**Supplied material:**
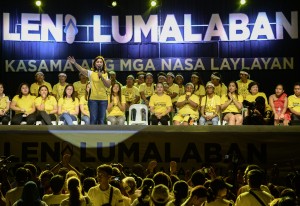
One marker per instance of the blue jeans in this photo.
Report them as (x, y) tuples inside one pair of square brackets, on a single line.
[(67, 118), (97, 110)]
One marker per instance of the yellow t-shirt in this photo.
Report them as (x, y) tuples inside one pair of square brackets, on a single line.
[(211, 103), (160, 103), (116, 111), (80, 88), (294, 102), (34, 87), (25, 102), (243, 87), (58, 90), (84, 102), (50, 102), (251, 98), (130, 93), (98, 89), (231, 107), (148, 91), (188, 109), (3, 102), (67, 104), (200, 91)]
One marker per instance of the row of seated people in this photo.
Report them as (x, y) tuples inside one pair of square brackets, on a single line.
[(187, 107)]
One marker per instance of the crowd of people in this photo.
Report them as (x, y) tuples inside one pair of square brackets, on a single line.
[(111, 185), (98, 97)]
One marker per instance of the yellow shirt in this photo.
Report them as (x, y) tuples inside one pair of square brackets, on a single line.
[(67, 104), (3, 102), (188, 109), (84, 102), (58, 90), (50, 102), (34, 88), (231, 107), (160, 103), (25, 102), (211, 103), (98, 89), (116, 111), (80, 88), (130, 93), (243, 87), (294, 102)]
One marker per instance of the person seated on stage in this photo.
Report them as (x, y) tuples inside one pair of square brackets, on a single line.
[(46, 106), (84, 107), (4, 106), (160, 106), (140, 79), (279, 104), (58, 89), (231, 105), (244, 82), (116, 106), (39, 78), (220, 87), (80, 86), (187, 105), (257, 107), (294, 104), (68, 106), (210, 106), (23, 105), (179, 80), (147, 89), (130, 92)]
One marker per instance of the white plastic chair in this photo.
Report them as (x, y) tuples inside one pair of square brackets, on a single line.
[(141, 118)]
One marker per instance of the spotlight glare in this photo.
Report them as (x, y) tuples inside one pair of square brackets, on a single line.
[(38, 3), (153, 3)]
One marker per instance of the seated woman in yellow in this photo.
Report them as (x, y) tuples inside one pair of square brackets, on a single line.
[(68, 106), (4, 106), (23, 105), (188, 107), (83, 105), (46, 106), (210, 106), (116, 106), (231, 105), (160, 106)]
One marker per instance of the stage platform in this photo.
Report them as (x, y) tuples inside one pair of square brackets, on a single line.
[(189, 146)]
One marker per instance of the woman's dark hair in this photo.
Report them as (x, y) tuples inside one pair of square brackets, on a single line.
[(20, 89), (73, 93)]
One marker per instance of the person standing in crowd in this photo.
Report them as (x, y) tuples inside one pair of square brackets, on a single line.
[(160, 106), (210, 106), (244, 82), (99, 81), (46, 106), (279, 105), (220, 87), (187, 105), (68, 106), (80, 86), (40, 80), (231, 105), (116, 106), (4, 106), (294, 103), (58, 89), (23, 105)]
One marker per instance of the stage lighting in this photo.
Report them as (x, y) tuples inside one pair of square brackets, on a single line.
[(153, 3), (38, 3)]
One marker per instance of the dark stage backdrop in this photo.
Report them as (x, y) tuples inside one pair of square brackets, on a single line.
[(179, 36)]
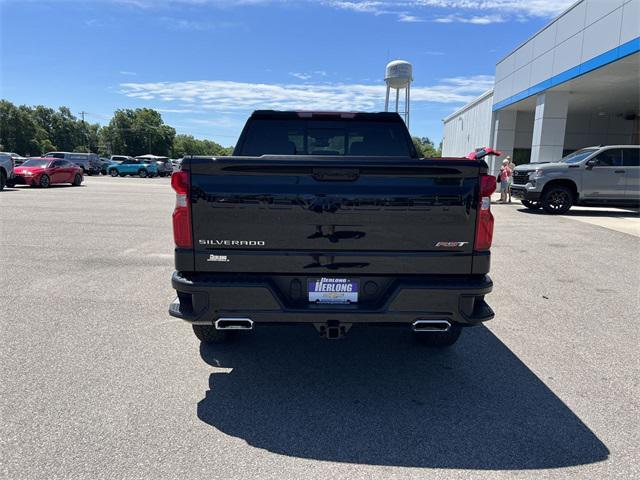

**Short task:** Write out all of the material above again, swapping "in this photo" for "in this image" every place it appears and changing nothing else. Leave the pictures out.

**Solution to this task:**
One marker per instance of the blue jeans in this image.
Report them as (x, y) tuples inside one pair of square brackets, on a single line.
[(67, 118), (97, 110)]
One marker per instance of the yellow t-shirt in this image.
Report them as (x, y) tuples inside one pair of square brackets, on a single line.
[(211, 103), (160, 103), (116, 111), (80, 88), (294, 102), (34, 87), (25, 102), (243, 87), (58, 90), (84, 102), (50, 102), (251, 98), (130, 93), (98, 89), (231, 107), (148, 91), (188, 109), (3, 102), (67, 104), (200, 91)]
One marker per instance of the row of seated people in this image.
Report them as (x, y) tuples inside one pair of square brackets, on a single line.
[(187, 107)]
One marker per instance of the crowd of people in this image.
Report them as (x, y) tuples inside one pair of square brackets, on a single line.
[(111, 185), (98, 97)]
One marker per instance of the yellow shirt in this image.
Report them as (x, y) tuples inside one pair of square brackets, on a single line.
[(67, 104), (3, 102), (188, 109), (84, 102), (58, 90), (50, 102), (34, 88), (231, 107), (160, 103), (25, 102), (211, 103), (98, 89), (116, 111), (80, 88), (130, 93), (243, 87), (294, 102)]
One marker per instance of the person seated on stage in this image.
Report them as (x, y) tuples inside one pair of square brackets, on a single line.
[(46, 106), (84, 107), (4, 106), (160, 106), (140, 79), (279, 104), (58, 89), (231, 105), (244, 82), (116, 106), (39, 78), (220, 87), (80, 86), (187, 105), (257, 107), (294, 104), (68, 106), (210, 106), (23, 105), (179, 80), (147, 89), (130, 92)]
One marker per instance of the white plastic chair in this image.
Report them as (x, y) tuples inside one pair of square brackets, on a single line.
[(141, 118)]
One marker per instance of the spotlight glare in this image.
Report them as (x, y) tuples inside one pair of square brackets, on a single line.
[(38, 3), (153, 3)]
One marker per instance of the seated woman in yellow in this image.
Report them as (x, y) tuples inside one pair of square brackets, on a single line.
[(68, 106), (4, 106), (23, 105), (188, 107), (83, 105), (46, 106), (210, 106), (116, 106), (231, 105), (160, 106)]
One marker per instance of the stage platform in this image.
Report them as (x, y) tuples inside one pair of square brackets, on a single line.
[(189, 146)]
One marker per instance of the woman's dark hair in this image.
Report them as (x, y) tuples inside one pair of square brackets, on a single line.
[(20, 89), (73, 93)]
One marker per instance of the person standing in crowd in this image.
Report them as (x, y) tuples inside one pair of square brackets, on a single line.
[(160, 106), (210, 106), (244, 82), (99, 81), (46, 106), (279, 105), (220, 87), (187, 105), (68, 106), (80, 86), (40, 80), (231, 105), (116, 106), (4, 106), (294, 103), (58, 89), (23, 105)]
One marker per instance of the stage lighting in this image.
Report them as (x, y) tuples inside one pair of square brackets, on a single line.
[(153, 3), (38, 3)]
One marker per instance of the dark stage backdrop in this image.
Report them as (x, y) tuples inside one pair of square brackets, on a single line.
[(179, 36)]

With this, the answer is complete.